[Material provided Boundary: Start]

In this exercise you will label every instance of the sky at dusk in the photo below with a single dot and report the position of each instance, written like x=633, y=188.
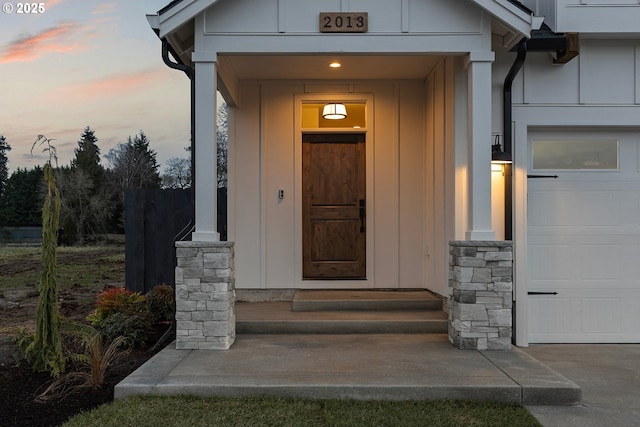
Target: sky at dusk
x=88, y=63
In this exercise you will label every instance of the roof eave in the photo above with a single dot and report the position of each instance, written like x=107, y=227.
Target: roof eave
x=170, y=19
x=521, y=21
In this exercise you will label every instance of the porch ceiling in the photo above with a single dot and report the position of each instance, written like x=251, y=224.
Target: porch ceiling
x=316, y=67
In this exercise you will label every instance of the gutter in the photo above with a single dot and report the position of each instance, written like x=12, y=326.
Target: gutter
x=566, y=47
x=507, y=136
x=190, y=72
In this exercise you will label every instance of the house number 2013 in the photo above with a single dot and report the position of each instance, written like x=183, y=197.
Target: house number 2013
x=344, y=22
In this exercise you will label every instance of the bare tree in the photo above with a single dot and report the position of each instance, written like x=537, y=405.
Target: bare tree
x=177, y=174
x=83, y=206
x=133, y=165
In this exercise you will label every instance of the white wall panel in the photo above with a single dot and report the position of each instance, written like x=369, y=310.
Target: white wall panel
x=278, y=173
x=548, y=83
x=607, y=73
x=246, y=16
x=411, y=187
x=245, y=183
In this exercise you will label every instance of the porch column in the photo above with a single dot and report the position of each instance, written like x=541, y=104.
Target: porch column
x=206, y=169
x=479, y=148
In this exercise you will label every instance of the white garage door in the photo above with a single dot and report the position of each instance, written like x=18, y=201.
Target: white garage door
x=584, y=237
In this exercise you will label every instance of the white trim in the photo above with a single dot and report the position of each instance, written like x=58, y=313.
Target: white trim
x=511, y=15
x=179, y=14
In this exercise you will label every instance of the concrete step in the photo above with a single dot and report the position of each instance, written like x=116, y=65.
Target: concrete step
x=340, y=300
x=371, y=367
x=278, y=318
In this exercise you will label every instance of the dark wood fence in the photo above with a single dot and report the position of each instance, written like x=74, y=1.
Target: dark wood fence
x=154, y=220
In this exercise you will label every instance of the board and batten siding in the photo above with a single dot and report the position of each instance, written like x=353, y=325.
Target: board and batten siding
x=264, y=160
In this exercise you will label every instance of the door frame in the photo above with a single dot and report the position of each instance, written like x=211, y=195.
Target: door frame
x=368, y=131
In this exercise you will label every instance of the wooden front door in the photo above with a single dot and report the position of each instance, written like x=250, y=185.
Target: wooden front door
x=333, y=206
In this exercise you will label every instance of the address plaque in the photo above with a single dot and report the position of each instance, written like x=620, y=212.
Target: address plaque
x=336, y=22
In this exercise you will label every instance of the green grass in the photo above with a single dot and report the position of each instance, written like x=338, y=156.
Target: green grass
x=77, y=266
x=258, y=411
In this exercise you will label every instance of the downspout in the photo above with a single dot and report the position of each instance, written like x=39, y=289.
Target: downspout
x=508, y=136
x=190, y=72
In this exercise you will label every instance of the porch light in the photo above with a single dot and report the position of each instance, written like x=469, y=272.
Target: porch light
x=497, y=155
x=334, y=112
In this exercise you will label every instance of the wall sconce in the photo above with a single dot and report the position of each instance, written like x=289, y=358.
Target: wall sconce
x=334, y=112
x=498, y=156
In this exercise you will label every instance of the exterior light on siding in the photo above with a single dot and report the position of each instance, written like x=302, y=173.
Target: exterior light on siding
x=497, y=155
x=334, y=112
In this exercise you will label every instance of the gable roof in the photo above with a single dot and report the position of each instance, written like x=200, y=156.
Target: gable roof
x=509, y=12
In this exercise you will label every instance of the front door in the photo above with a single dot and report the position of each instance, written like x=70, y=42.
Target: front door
x=333, y=206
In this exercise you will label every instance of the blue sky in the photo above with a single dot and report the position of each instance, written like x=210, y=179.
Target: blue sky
x=88, y=63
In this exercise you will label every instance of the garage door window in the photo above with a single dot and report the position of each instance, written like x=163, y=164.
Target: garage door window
x=575, y=154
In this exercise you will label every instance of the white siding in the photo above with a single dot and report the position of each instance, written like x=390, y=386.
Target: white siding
x=588, y=16
x=267, y=230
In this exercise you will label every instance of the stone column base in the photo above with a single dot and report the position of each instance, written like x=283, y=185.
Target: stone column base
x=480, y=304
x=205, y=296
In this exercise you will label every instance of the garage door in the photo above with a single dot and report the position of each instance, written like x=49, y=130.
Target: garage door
x=584, y=237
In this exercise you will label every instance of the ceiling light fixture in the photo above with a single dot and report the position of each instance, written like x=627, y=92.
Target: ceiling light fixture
x=334, y=112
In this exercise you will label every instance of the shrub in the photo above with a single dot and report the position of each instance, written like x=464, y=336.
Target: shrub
x=116, y=300
x=134, y=329
x=161, y=303
x=122, y=312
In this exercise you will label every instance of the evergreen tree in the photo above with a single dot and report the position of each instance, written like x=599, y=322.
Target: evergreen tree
x=85, y=204
x=4, y=169
x=148, y=175
x=222, y=141
x=87, y=157
x=45, y=351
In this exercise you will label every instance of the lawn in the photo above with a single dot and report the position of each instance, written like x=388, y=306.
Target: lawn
x=85, y=270
x=263, y=411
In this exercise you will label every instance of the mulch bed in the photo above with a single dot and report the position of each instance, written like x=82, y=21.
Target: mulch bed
x=20, y=385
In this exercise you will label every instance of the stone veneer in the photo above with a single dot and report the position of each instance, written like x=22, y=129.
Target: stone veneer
x=481, y=284
x=205, y=295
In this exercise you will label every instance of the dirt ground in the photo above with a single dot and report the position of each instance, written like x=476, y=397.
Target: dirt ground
x=19, y=385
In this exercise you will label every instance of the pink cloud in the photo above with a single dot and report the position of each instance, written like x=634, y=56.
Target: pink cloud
x=29, y=48
x=105, y=8
x=51, y=3
x=109, y=86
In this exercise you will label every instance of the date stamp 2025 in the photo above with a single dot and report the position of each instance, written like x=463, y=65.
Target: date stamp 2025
x=23, y=8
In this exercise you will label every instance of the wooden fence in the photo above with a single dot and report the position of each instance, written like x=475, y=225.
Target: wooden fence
x=154, y=220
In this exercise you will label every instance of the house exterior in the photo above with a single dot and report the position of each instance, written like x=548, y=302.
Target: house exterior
x=402, y=193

[Material provided Boundary: End]

→ Task directions:
Everything in the material goes into the copy exactly, except the images.

→ Solution below:
In this exercise you will label every instance of the sky at dusk in the photo below with a single dot and report the position of each instance, written like x=633, y=188.
Target: sky at dusk
x=88, y=63
In this exercise you will label every instance of the roof eave in the photo above with a single dot and report the position of each instance, written like x=107, y=227.
Target: roof eave
x=170, y=19
x=521, y=21
In this exercise you will label every instance of the porch ceiling in the photo above with a single dot and report the position of each instance, written like x=251, y=224.
Target: porch ceiling
x=316, y=67
In this exercise you will label every instance of the gutter in the photo above with a single dot and report the position of each instance, written like x=12, y=326.
Target: gutter
x=566, y=47
x=507, y=136
x=190, y=72
In this exercise you will label every instance of the house number 2013 in the photo above with a single dot and report the position of each instance, written like x=183, y=197.
Target: house number 2013
x=344, y=22
In this exercise you will label every instance of the bare tree in the photo above with a single dot and report the position of each instance, written like x=537, y=405.
Target: bare tree
x=177, y=174
x=83, y=206
x=133, y=165
In this exercise you will label every instance of the white wall panel in the photo above with a single dot and report the position of each instance, written like x=369, y=310.
Target: white wall panel
x=278, y=173
x=548, y=83
x=607, y=73
x=246, y=16
x=411, y=187
x=245, y=183
In this exercise you will label every instance of the porch column in the photo above with a single dot and report the position of each instance, written like x=541, y=104.
Target: porch column
x=206, y=169
x=479, y=148
In this exercise you will label every instance of the white garage door in the photo above with a single dot and report the position of each instance, written like x=18, y=201.
Target: white garage door
x=584, y=237
In this exercise you will label every instance of the white trim in the photo above with a single dot and report the position of each instance, written like x=58, y=313.
Target: white trim
x=511, y=15
x=179, y=14
In this exercise you will label every instance of the concrete step in the photo above with a single dot and report the position of each instance, written like x=116, y=65.
Target: concrete step
x=340, y=300
x=371, y=367
x=278, y=318
In this exercise you will label every instance of the dark wood fence in the photo above with a single dot and report the position of each instance, written like x=74, y=1.
Target: dark wood fence
x=154, y=220
In this exercise you will label every instance of the board and batten siding in the photo above with a single dot and report the position of each instance, written like x=353, y=325.
Target: board and batten siding
x=264, y=160
In this exercise you will label every instance of the door frame in the photo above with a single dot and report the position of each instance, written like x=211, y=195.
Target: door frame
x=368, y=131
In this exercise you will label every instance of the wooden front door in the photo above with a single dot and report the position of each instance, written like x=250, y=185.
Target: wooden front door
x=333, y=206
In this exercise you will label every instance of the address plaque in the photo above with a single dot and report the position of each instance, written like x=620, y=212.
Target: address plaque
x=336, y=22
In this exercise you will label every instance of the green grass in the photo above with a single dot and report the position of each instance, written like x=338, y=156.
Target: green grass
x=77, y=266
x=258, y=411
In this exercise you will label every instance of the downspout in the photo above with a single dot and report the position of each instance, written like x=39, y=289.
Target: downspout
x=508, y=136
x=190, y=72
In this exercise you will label every instance of the porch light in the photo above with a single dot and report the position of each instance, written like x=469, y=272.
Target: porch light
x=497, y=155
x=334, y=112
In this exercise you will label every instance of the wall sconce in the photo above with a single dot and report the position of each instance, written like x=289, y=358.
Target: wall sconce
x=334, y=112
x=498, y=156
In this exercise you will label every instance of the exterior light on siding in the photo above with a single dot and report the position of each instance, written like x=302, y=173.
Target: exterior light on siding
x=497, y=155
x=334, y=112
In this exercise you will label every instance of the gable roof in the photo above with a single dot and report the position of each instance, written like x=200, y=156.
Target: gable roof
x=509, y=12
In this exercise you will label every instance of the front door in the photo above with a single dot and report the position of each instance, written like x=70, y=42.
Target: front door
x=333, y=206
In this exercise you will label every instance of the blue sky in the photo above with a single dot and report the position of each instance, written like x=210, y=179.
Target: blue sky
x=88, y=63
In this exercise you will label every instance of the garage door window in the photo above with a single dot and report the position of each instance, written like x=163, y=164.
Target: garage door window
x=575, y=154
In this exercise you will label every instance of the white siding in the photo above with a single dot and report the position of each instance, written like x=390, y=386.
Target: white siding
x=588, y=16
x=267, y=230
In this exercise you will label every instance of the stone column base in the photo above with a single dot and report the position of each instance, written like x=283, y=185.
Target: stone column base
x=480, y=304
x=205, y=296
In this exercise you will label every instance of the garage door in the photo above with a single dot and report the position of each instance, written like x=49, y=130.
Target: garage door
x=584, y=237
In this exercise you will label every instance of the ceiling light fixture in the photo above with a single dot and report the position of each instance, written like x=627, y=92.
Target: ceiling light fixture
x=334, y=112
In this exercise you will label every instance of the shrub in the photo above with a single dot and report the position of each instance, written like x=464, y=336.
Target: shrub
x=116, y=300
x=134, y=329
x=161, y=303
x=122, y=312
In this exercise you will label every instance of the evergreen tree in the photo above with a single dot and report the position of each instance, written like x=599, y=322.
Target: evergreen tree
x=85, y=204
x=4, y=169
x=148, y=175
x=222, y=141
x=87, y=157
x=45, y=351
In this exercise you will label every instance of the lawn in the photo above with a single dot and report the position of each instance, written like x=388, y=306.
Target: lawn
x=85, y=270
x=263, y=411
In this exercise you will label every instance of the mulch bed in the photo above with a single dot and report the position of each instance, written like x=82, y=21.
Target: mulch bed
x=20, y=385
In this exercise you will label every instance of the stone veneer in the photo above with a single dot and report the position of each instance, written like x=22, y=129.
Target: stone veneer
x=481, y=284
x=205, y=295
In this exercise you will label every instance of the dirt ground in the photo above with a single dot and report the position of each instance, written like x=476, y=397.
Target: dirt ground
x=19, y=385
In this exercise you will label every instance of the pink cloud in the photo above with a single dot and report the position of each instance, written like x=634, y=56.
Target: pink cloud
x=29, y=48
x=105, y=8
x=51, y=3
x=109, y=86
In this exercise you will label every instance of the date stamp 2025 in the photo above with a single dot and report the position of each instance, written like x=463, y=65.
Target: date stamp 2025
x=23, y=8
In this exercise you will label every instance of the wooden fence in the photo above with a single dot and report the position of each instance, written like x=475, y=225.
Target: wooden fence
x=154, y=220
In this exercise you will label every instance of the house exterior in the photo above with a single dot and report the position of each instance, written like x=548, y=302.
Target: house exterior
x=402, y=193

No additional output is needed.